[Data items]

▬▬▬▬▬▬

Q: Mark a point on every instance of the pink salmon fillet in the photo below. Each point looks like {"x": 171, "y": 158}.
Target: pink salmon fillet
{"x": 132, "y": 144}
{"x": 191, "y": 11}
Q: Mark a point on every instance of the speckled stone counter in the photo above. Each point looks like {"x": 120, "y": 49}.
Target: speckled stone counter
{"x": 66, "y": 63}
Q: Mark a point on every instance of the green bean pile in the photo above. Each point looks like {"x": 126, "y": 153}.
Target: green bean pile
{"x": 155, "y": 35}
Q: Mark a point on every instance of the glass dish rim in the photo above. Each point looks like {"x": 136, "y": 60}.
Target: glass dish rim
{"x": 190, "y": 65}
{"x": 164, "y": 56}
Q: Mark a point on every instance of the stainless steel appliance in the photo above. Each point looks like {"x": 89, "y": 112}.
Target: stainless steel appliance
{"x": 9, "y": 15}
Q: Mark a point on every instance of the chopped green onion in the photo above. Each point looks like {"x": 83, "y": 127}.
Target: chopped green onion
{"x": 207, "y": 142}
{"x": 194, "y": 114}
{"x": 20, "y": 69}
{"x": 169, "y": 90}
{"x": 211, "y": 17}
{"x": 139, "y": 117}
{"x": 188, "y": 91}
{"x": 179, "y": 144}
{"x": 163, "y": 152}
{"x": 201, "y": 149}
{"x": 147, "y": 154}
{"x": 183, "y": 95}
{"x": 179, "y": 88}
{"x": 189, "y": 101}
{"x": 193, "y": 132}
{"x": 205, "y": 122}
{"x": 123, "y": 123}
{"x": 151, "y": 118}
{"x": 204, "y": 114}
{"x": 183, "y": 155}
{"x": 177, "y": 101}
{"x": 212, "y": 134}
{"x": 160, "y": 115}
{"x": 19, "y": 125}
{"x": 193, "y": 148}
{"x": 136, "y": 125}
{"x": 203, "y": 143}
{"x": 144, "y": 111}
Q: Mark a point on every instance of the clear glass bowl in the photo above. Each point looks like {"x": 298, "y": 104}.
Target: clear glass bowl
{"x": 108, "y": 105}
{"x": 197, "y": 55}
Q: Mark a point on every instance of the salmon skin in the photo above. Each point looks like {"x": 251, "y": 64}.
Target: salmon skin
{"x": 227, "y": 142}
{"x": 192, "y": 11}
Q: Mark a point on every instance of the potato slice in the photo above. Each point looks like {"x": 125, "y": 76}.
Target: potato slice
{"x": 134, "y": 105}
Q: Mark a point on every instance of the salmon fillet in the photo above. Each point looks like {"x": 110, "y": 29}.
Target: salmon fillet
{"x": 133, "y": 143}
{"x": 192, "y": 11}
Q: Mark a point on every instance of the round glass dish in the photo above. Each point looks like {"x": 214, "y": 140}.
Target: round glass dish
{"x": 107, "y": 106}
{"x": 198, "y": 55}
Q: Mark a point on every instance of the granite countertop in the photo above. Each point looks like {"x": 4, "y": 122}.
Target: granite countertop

▬▬▬▬▬▬

§ **Stated task**:
Reproduce every line of the material above word for word, without changing anything.

§ **Right answer**:
Q: Mark a point on every instance of the pink salmon fillet in the photo below. Each point looks like {"x": 171, "y": 158}.
Target: pink salmon fillet
{"x": 132, "y": 144}
{"x": 191, "y": 11}
Q: Mark a point on every instance of the speckled stone counter in the photo above. Each point looks like {"x": 120, "y": 49}.
Target: speckled stone counter
{"x": 66, "y": 63}
Q: Mark a point on every instance of the green bean pile in the photo above. Each point looks like {"x": 126, "y": 153}.
Target: green bean pile
{"x": 155, "y": 35}
Q: Mark a point on every instance of the glass dish rim in the photo above. Each point looks like {"x": 136, "y": 60}.
Target: glass dish rim
{"x": 190, "y": 65}
{"x": 164, "y": 56}
Q: Mark a point on every instance of the stainless steel appliance in the photo above. Each point looks like {"x": 89, "y": 112}.
Target: stainless steel appliance
{"x": 9, "y": 15}
Q: Mark a point on every instance of the chopped green onion in the photo above. Each point looks like {"x": 83, "y": 127}.
Target: chopped green onion
{"x": 207, "y": 142}
{"x": 194, "y": 114}
{"x": 20, "y": 69}
{"x": 169, "y": 90}
{"x": 211, "y": 17}
{"x": 139, "y": 117}
{"x": 188, "y": 91}
{"x": 179, "y": 144}
{"x": 163, "y": 152}
{"x": 201, "y": 149}
{"x": 147, "y": 154}
{"x": 183, "y": 95}
{"x": 179, "y": 88}
{"x": 189, "y": 101}
{"x": 193, "y": 132}
{"x": 205, "y": 122}
{"x": 123, "y": 123}
{"x": 151, "y": 118}
{"x": 204, "y": 114}
{"x": 183, "y": 155}
{"x": 177, "y": 101}
{"x": 212, "y": 134}
{"x": 160, "y": 115}
{"x": 19, "y": 125}
{"x": 193, "y": 148}
{"x": 136, "y": 125}
{"x": 203, "y": 143}
{"x": 144, "y": 111}
Q: Mark a point on every instance of the clear glass bowl in the photo above. Each point looks like {"x": 298, "y": 104}.
Target: clear glass bowl
{"x": 108, "y": 105}
{"x": 197, "y": 55}
Q: Mark a point on every instance of the salmon skin in the photo above. Each point looks like {"x": 251, "y": 64}.
Target: salmon skin
{"x": 227, "y": 142}
{"x": 192, "y": 11}
Q: Mark a point on every instance of the potato slice in the photo above. Each point looks like {"x": 125, "y": 76}.
Target: potato slice
{"x": 134, "y": 105}
Q: Mark a point on every instance of the salmon fillet in the photo above. Each point looks like {"x": 110, "y": 29}.
Target: salmon fillet
{"x": 133, "y": 143}
{"x": 192, "y": 11}
Q: Mark a point on every instance of the round glass dish in the photo above. Each point looks like {"x": 214, "y": 140}.
Target: round glass dish
{"x": 107, "y": 106}
{"x": 198, "y": 55}
Q: Mark a point on every instance of the granite countertop in the photo above. Each point looks like {"x": 4, "y": 122}.
Target: granite countertop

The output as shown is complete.